Изучение карты полностью поглотило мое внимание, а когда я закончила первую часть, я решила, что она полностью расшифрована, и мне стало абсолютно все равно, что с ней делать. Сначала я хотела опубликовать ее в качестве книги, я продолжала надеяться, что, оформив свои чувства в такой изысканной манере, я смогу тем самым сделать Диме подарок, и выразить ему, таким образом, благодарность за нашу встречу. До самого конца я продолжала надеяться на возобновление отношений, и хранить в своей душе самые светлые чувства к нему. Я очень хотела научить его чудесам, которые перестали быть для меня невозможными. Но последний разгаданный кусок карты убил во мне все надежды – мы с ним оказались вовлеченными в правило, которое не возможно не изменить, не обойти. Осознав безнадежность ситуации, я потеряла интерес. Мне стало безразлично, что делать с этой книгой, подарить ее Диме или не подарить, опубликовать ее или же вообще удалить.

Чтобы решить, что делать дальше, я бросила монетку (орел удалить, решка – опубликовать). Я взяла пять копеек, зажала между ладонями и потрясла. Перед тем, как бросить ее, монетка сама вылетела у меня из рук. Решка. На следующий день мне показалось, что лучше было бы все-таки просто удалить эту книгу, и я решила еще два раза бросить монетку, чтобы проверить судьбу трижды. И два раза подряд опять выпадала решка. Немого погодя я подумала, что монетку я бросала вчера, и это может не считаться, а сегодня я могу кинуть монетку в третий раз. Я бросила еще раз эти проклятые пять копеек и снова вылетела решка.

Эта книга существует, и, похоже, не я решаю вопрос о ее публикации. Я не боюсь сделать себя еще большей дурой, чем я есть на самом деле, и я не могу уже ничего принимать всерьез, ни себя, ни свою карту. Как бы искренне, страстно и глубоко она не была мной изучена, в настоящий момент в ней нет для меня ничего важного. Маги не должны цепляться и не должны ничего защищать, поэтому нет смысла прятать или оставлять себе свои записи, тем более, что они личные и безличные одновременно. Карта, хотя и является описанием событий моей личной жизни, но она отражает только абстрактное, то, что стоит над событиями и мелочными страстями. Нет никакой важности в описании моих личных качеств, или желаний, нет важности в описании моих действий, или действий других людей. Важно лишь то, что я смогла увидеть и показать игру и проявление духа, абстрактного начала, которое незаметно присутствует в каждой человеческой судьбе.

- **Исходные данные**
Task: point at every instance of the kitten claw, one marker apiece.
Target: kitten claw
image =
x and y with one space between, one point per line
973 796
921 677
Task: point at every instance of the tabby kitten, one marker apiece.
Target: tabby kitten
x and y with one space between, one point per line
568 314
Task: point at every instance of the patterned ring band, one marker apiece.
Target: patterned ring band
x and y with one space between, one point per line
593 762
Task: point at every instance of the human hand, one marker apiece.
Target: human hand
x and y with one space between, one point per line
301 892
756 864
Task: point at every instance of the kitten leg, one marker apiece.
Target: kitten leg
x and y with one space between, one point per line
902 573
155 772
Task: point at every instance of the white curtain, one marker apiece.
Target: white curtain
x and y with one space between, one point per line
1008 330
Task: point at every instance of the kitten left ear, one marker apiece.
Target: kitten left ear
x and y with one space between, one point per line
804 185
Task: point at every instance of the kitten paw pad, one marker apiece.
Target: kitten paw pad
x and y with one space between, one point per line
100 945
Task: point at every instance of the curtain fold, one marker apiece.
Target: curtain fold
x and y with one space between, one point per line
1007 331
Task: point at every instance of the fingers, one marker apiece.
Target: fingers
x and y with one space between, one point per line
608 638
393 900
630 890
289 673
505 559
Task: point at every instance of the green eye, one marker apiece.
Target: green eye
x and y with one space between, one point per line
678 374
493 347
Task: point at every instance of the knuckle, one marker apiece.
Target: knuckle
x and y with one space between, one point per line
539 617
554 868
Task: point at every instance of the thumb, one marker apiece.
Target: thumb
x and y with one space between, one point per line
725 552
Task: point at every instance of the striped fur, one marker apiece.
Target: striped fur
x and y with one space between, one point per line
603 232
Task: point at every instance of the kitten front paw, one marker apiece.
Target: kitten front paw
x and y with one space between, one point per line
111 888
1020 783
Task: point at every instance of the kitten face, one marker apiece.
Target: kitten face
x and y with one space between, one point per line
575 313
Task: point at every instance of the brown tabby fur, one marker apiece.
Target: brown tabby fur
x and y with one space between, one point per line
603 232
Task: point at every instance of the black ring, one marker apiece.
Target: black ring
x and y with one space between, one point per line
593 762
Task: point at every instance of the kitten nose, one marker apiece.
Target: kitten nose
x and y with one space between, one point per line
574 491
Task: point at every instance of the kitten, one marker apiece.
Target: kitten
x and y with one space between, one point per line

- **Набор заданий**
- A) Какое решение, согласно тексту о карте, означал при броске монетки орел?
- B) Допишите следующую часть текста о карте, начав сразу после его последнего предложения.
Данные здесь никакой роли не играют.

- **Ответы к упражнению**
- A) Орел означал, что книгу нужно удалить.

- B)
Если позволит сила, эти записи будут опубликованы. Может быть, так я еще раз смогу сказать спасибо человеку, который был когда-то мне бесконечно дорог.


0.


Я считаю необходимым повторить здесь принципы сталкинга из книги Карлоса Кастанеды «Колесо времени». Там они представлены в самом точном и сжатом виде.


«Искусство сталкинга – это совокупность приемов и установок, позволяющих находить наилучший выход из любых мыслимых ситуаций».

«Первым принципом искусства сталкинга является то, что воин сам выбирает место для битвы. Воин никогда не вступает в битву, не зная окружающей обстановки».

«Отбрасывать все лишнее – второй принцип искусства сталкинга. Воин ничего не усложняет. Он нацелен на то, чтобы быть простым».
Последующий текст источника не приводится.